RAW RECORDS:
┌────────

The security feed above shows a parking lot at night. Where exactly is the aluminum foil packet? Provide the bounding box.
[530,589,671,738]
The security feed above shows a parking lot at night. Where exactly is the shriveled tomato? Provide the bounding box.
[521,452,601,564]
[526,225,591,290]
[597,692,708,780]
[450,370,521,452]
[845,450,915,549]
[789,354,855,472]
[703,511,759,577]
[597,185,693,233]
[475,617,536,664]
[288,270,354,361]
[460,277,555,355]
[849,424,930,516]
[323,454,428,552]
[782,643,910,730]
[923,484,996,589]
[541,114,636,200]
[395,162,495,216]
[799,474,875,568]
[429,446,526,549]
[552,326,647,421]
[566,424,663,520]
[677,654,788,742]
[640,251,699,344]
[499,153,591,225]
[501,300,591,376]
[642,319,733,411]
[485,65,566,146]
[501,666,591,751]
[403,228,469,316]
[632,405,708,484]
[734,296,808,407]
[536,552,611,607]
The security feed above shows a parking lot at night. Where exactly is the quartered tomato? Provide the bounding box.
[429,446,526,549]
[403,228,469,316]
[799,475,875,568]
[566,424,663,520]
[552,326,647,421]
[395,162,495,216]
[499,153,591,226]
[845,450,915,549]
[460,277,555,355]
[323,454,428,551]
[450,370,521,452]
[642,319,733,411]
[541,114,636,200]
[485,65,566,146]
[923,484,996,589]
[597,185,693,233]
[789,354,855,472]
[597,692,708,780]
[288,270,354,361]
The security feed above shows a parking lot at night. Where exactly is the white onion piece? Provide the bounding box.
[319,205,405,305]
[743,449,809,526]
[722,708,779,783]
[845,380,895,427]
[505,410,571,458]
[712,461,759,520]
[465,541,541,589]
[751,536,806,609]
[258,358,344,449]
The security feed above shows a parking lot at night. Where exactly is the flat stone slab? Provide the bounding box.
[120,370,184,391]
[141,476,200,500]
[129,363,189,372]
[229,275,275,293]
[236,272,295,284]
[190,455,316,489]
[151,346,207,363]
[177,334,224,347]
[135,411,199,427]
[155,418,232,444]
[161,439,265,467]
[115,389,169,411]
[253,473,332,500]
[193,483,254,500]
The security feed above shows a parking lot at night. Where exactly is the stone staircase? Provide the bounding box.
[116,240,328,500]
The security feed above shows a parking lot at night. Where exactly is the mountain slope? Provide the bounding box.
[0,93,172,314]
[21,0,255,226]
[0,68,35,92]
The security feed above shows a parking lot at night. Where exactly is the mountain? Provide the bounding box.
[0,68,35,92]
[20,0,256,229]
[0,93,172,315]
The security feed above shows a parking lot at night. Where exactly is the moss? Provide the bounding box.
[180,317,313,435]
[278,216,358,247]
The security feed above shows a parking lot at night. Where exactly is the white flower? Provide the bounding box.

└────────

STATED TASK: Reproduce the entire listing above verbatim, keeping every line in its original order.

FINAL ANSWER:
The security feed above shows a parking lot at night. Where exactly is the aluminum foil packet? Provide the bounding box.
[530,589,671,738]
The security feed above shows a parking lot at night. Where exactly is the shriveled tomato? Provide the bounding box.
[521,452,601,564]
[526,225,591,290]
[597,692,708,780]
[450,370,521,452]
[845,450,915,549]
[789,354,855,472]
[703,511,759,577]
[597,185,693,233]
[475,617,536,664]
[288,270,354,361]
[460,277,555,355]
[849,424,930,516]
[323,454,428,552]
[782,643,910,730]
[923,484,996,589]
[541,114,636,200]
[395,162,495,216]
[799,474,875,568]
[429,446,526,549]
[552,326,647,421]
[566,424,663,520]
[677,654,788,742]
[640,251,699,344]
[499,153,591,225]
[501,300,591,376]
[642,319,733,411]
[485,65,566,146]
[501,666,591,751]
[403,228,469,316]
[632,405,708,484]
[734,296,808,407]
[536,552,611,607]
The security feed above shows a parking lot at night. Where exactly is the quartered tomato? Provide the bounding box.
[429,446,526,549]
[403,228,469,316]
[799,475,875,568]
[566,424,663,520]
[552,326,647,421]
[395,162,495,216]
[499,153,591,226]
[845,450,915,549]
[460,277,555,355]
[323,454,428,551]
[450,370,521,452]
[642,319,733,411]
[541,114,636,200]
[485,65,566,146]
[923,484,996,589]
[597,185,693,233]
[789,354,855,472]
[597,692,708,780]
[288,270,354,361]
The security feed above shows a parking lot at night. Where exactly is the white onion piece? Provide the bounding box.
[319,205,405,305]
[743,449,809,526]
[722,708,779,783]
[845,380,895,427]
[505,410,571,458]
[712,461,759,520]
[465,541,541,589]
[751,536,806,609]
[258,358,344,449]
The security feed above shows a parking lot at night. Where exactly is the flat stone slab? Provide the bounding box.
[120,370,184,391]
[141,476,200,500]
[129,363,189,372]
[229,275,275,293]
[236,272,295,284]
[190,455,316,489]
[151,346,207,363]
[177,334,224,347]
[135,411,199,427]
[155,418,232,444]
[161,439,265,467]
[115,389,169,411]
[253,473,332,500]
[193,483,254,500]
The security feed above shows a parking lot at night. Where exactly is the stone staircase? Provide the bounding box.
[116,240,328,500]
The security feed above shows a parking lot at night. Where exactly is the mountain slope? Provide the bounding box.
[0,93,172,314]
[21,0,255,226]
[0,68,35,92]
The security feed above shows a parking lot at night. Where exactly is the mountain? Provide the bounding box.
[0,68,35,92]
[20,0,256,229]
[0,93,172,315]
The security feed above shows a parking lot at night. Where exactly is the moss? Provide the bounding box.
[180,317,313,435]
[278,216,358,247]
The security feed above shows a parking lot at night. Where exactly is the white flower? Provide the bounding box.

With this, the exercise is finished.